THE INPUT:
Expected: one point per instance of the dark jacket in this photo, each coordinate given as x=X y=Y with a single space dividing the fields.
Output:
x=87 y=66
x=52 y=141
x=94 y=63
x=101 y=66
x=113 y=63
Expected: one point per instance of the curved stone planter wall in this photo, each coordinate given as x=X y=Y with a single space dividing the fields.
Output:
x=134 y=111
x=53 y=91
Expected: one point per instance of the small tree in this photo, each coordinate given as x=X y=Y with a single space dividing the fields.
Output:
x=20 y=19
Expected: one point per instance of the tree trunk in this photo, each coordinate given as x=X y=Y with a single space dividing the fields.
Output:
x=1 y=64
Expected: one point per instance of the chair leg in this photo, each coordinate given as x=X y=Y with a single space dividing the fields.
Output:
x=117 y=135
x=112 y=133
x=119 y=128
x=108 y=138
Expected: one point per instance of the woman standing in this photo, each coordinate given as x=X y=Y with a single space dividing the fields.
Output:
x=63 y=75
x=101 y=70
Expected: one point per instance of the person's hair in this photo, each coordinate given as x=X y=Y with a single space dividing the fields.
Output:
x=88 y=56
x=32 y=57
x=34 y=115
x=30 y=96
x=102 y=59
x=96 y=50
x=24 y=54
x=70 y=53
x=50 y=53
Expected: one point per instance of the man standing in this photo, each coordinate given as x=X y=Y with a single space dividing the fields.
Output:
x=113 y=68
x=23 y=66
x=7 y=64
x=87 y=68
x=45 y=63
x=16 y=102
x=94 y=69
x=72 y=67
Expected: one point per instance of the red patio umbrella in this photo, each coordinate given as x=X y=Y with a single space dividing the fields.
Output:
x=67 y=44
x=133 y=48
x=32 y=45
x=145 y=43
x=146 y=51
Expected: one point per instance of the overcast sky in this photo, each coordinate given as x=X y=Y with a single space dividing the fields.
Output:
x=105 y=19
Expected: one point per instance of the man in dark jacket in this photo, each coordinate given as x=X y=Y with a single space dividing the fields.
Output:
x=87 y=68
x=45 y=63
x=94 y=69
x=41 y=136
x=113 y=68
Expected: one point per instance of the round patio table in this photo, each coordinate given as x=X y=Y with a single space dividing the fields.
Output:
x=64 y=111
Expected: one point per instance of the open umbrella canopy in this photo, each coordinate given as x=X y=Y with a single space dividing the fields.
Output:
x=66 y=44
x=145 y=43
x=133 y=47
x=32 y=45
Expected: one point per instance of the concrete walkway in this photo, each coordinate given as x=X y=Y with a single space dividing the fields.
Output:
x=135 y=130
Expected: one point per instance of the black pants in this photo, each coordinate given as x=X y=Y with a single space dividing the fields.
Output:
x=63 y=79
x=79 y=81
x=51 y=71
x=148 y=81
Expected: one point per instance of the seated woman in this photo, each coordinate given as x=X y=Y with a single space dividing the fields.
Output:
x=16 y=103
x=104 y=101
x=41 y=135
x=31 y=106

WHAT YOU HAVE TO DO:
Quote each line of the listing above exactly.

ANSWER TO THE TASK:
Expected: one point per instance of the dark jacket in this photo, each coordinate given as x=X y=Y with a single space dividing the fields.
Output:
x=87 y=66
x=52 y=141
x=94 y=63
x=101 y=66
x=113 y=63
Expected: one point per instance of the curved stone planter wall in this photo, each coordinate given as x=X y=Y with a single space dividing the fields.
Output:
x=134 y=111
x=53 y=91
Expected: one point per instance of the small tree in this photo, each coordinate given as x=X y=Y with a single space dividing the fields.
Output:
x=20 y=19
Expected: one point per instance of the tree trunk in this photo, each coordinate given as x=X y=Y with a single space dividing the fields.
Output:
x=1 y=64
Expected: one point per instance of the chair leg in this photo, each coordinate given as x=X y=Y with a single space dividing the fields.
Output:
x=117 y=135
x=112 y=133
x=119 y=128
x=108 y=138
Expected: one point per instance of the woman standing in this photo, each coordinate given as x=X y=Y with a single space dividing the fields.
Output:
x=63 y=75
x=101 y=70
Expected: one point per instance of the person's hair in this photo, each coordinate given as x=X y=Y with a single space dividing the fields.
Output:
x=88 y=56
x=32 y=57
x=34 y=115
x=30 y=96
x=102 y=59
x=96 y=50
x=24 y=54
x=70 y=53
x=50 y=53
Expected: one point per instance of the man standing in this photo, each coordinate given as x=X y=Y with a single space dividing the fields.
Output:
x=113 y=68
x=23 y=66
x=7 y=64
x=87 y=68
x=45 y=63
x=16 y=102
x=94 y=69
x=72 y=67
Expected: one point per instance of the red patio umbrella in this photo, each coordinate given as x=X y=Y with a single space dividing the fields.
Output:
x=67 y=44
x=133 y=48
x=32 y=45
x=145 y=43
x=146 y=51
Expected: one point per instance of the overcast sky in this photo, each coordinate given as x=X y=Y with a single space dividing the fields.
Output:
x=105 y=19
Expected: one point per instance of the man in dark jacket in this photo, each coordinate given as x=X y=Y with a single space dividing the fields.
Output:
x=87 y=68
x=45 y=63
x=94 y=69
x=41 y=136
x=113 y=68
Expected: one point per instance of the round patio table in this photo, each coordinate given as x=X y=Y with a single space dividing the fields.
Output:
x=64 y=111
Expected: one point per instance of the open umbrella canopy in this photo, each coordinate given as x=X y=Y with a single space dividing the fields.
Output:
x=66 y=44
x=145 y=43
x=133 y=47
x=32 y=45
Expected: one point per instance of the concrete walkway in this photo, each coordinate given as x=X y=Y with a single space dividing the fields.
Output:
x=135 y=130
Expected: one point per instance of the black pants in this photo, each coordinate given as x=X y=Y with a single space dividing the fields.
Output:
x=63 y=79
x=79 y=81
x=51 y=71
x=148 y=81
Expected: one point per instance of the seated woman in this photo, each coordinate given as x=X y=Y with a single space dividing the fields.
Output:
x=16 y=103
x=104 y=101
x=41 y=135
x=31 y=106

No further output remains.